### [What is expected]
The records below are to be retyped in full, without any alteration.
-------- Source information
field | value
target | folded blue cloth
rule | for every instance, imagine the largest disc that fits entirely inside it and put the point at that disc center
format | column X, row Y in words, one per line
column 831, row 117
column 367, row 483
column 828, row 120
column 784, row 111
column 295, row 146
----------------
### [Finished task]
field | value
target | folded blue cloth
rule | for every instance, imagine the largest disc that fits entirely inside it and put the point at that disc center
format | column X, row Y in words, one per line
column 831, row 117
column 367, row 483
column 828, row 120
column 784, row 111
column 295, row 146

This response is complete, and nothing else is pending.